PROMPT
Copy the items again, requests included, starting with the line containing "Pass-network tagging: label the yellowish" and going on through the end of the items, and include no other lines. Scale every coordinate in the answers by 0.85, rounding to whole numbers with halves rounded up, and leave the numbers in the requests and their format samples unchanged.
○ ○ ○ ○
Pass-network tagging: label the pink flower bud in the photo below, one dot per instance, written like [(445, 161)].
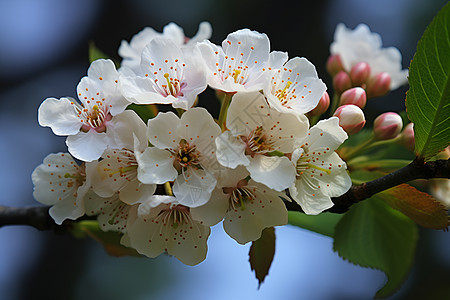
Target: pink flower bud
[(379, 85), (334, 65), (355, 96), (322, 107), (341, 82), (407, 137), (387, 126), (351, 118), (359, 73)]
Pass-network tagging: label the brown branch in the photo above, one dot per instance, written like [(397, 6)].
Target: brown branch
[(418, 169), (36, 216), (39, 218)]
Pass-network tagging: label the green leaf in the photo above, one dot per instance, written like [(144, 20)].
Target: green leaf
[(323, 223), (372, 234), (421, 207), (428, 99), (110, 239), (144, 111), (261, 254)]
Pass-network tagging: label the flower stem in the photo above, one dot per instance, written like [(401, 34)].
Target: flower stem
[(168, 188), (369, 144), (223, 110), (334, 104), (360, 148)]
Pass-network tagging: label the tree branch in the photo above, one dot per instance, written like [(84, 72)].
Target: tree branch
[(39, 217), (418, 169), (36, 216)]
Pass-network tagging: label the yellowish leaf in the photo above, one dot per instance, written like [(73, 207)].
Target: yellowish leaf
[(421, 207)]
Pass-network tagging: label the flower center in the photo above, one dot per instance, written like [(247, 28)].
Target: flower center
[(187, 155), (94, 118), (168, 77), (306, 161), (257, 141), (127, 164), (239, 195), (174, 215)]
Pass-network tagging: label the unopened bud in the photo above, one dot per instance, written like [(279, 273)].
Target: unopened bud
[(379, 85), (407, 137), (341, 82), (387, 126), (360, 73), (355, 96), (322, 107), (334, 65), (351, 118)]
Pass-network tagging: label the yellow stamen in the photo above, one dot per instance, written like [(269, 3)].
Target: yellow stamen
[(236, 74), (122, 170), (166, 75), (288, 84), (318, 168)]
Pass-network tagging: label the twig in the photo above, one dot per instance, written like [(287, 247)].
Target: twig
[(39, 218)]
○ ○ ○ ○
EXPECTED ANSWER
Pass-network tagging: label the yellowish leaf in the photo above, one dot per instance, written like [(73, 207)].
Target: yellowish leaf
[(358, 176)]
Pass-network tagging: label the flower center in the photo above, one dot per instance, written like [(247, 28)].
Target: flower center
[(159, 132), (80, 100), (143, 65), (260, 137), (218, 120), (108, 139), (203, 166), (148, 183)]
Pass-network tagging: label the unopened bud in the photo above, one dot per instance, written like [(279, 273)].
Target: unopened bud
[(322, 72), (346, 116), (290, 70), (329, 107), (306, 62), (302, 82), (274, 91), (284, 55), (298, 100)]
Pass-network tagging: label the yellow stamen in the photo above, one dot per instance, written like [(269, 3)].
Target: yellow stamen
[(201, 63), (104, 145), (141, 64), (245, 71), (270, 143)]
Pass-network tagging: label the twig in the photo above, one dot per instance, written like [(287, 247)].
Target: twig
[(33, 185)]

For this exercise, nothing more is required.